Begin Material for this task
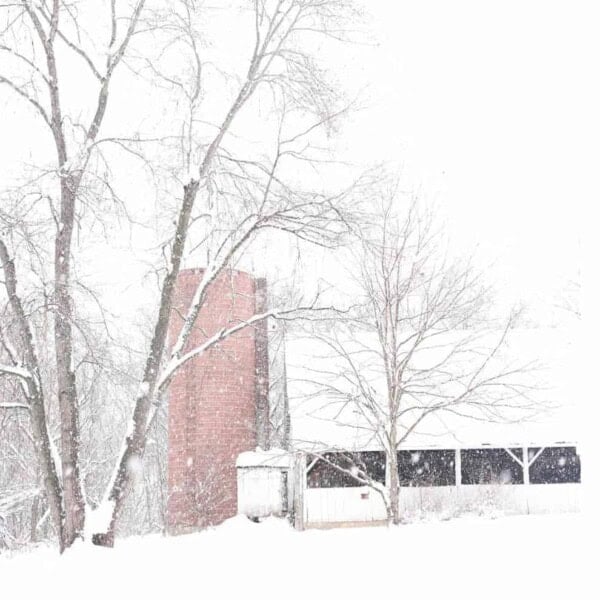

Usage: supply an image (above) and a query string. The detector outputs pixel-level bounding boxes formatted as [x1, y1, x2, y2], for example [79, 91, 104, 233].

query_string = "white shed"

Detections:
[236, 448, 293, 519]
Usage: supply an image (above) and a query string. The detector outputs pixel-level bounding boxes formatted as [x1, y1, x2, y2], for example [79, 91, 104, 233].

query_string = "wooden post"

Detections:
End Material for this task
Begin Material for this task
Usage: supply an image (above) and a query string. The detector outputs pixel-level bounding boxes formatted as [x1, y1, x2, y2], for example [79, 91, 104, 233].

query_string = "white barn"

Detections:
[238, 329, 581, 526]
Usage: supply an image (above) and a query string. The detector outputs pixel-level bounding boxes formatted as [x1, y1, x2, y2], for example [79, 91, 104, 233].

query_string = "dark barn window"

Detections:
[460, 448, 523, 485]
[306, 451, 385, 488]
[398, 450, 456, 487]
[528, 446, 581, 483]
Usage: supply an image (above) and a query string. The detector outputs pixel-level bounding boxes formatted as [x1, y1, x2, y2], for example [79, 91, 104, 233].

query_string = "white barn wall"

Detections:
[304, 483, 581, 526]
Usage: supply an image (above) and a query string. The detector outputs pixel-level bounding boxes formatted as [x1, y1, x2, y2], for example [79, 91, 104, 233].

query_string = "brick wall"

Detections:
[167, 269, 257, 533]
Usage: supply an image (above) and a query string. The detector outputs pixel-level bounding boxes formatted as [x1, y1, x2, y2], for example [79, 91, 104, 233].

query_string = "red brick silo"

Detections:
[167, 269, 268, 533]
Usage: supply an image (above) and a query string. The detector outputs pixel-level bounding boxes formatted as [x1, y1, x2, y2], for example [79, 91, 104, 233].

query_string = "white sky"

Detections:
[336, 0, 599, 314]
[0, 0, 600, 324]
End Material for this task
Begin Material for this task
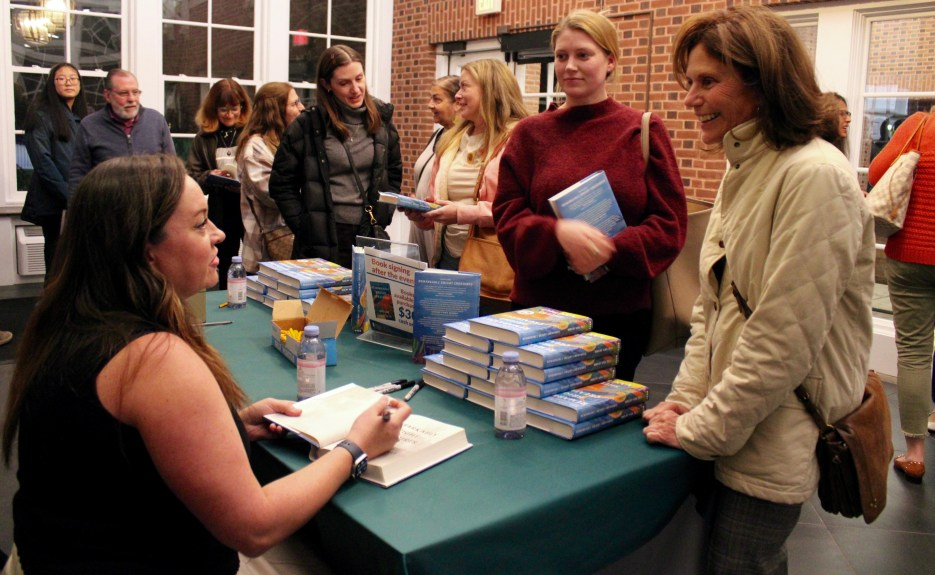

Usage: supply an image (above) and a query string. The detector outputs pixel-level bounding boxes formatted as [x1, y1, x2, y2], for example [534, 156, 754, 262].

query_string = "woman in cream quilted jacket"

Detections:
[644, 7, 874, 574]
End Material for this task
• **Exercise aim**
Pick out each line of the records above that contains the word "wall", and copy those lines.

• **Result for this exercise**
query_string = "white barn wall"
query_string = "brick wall"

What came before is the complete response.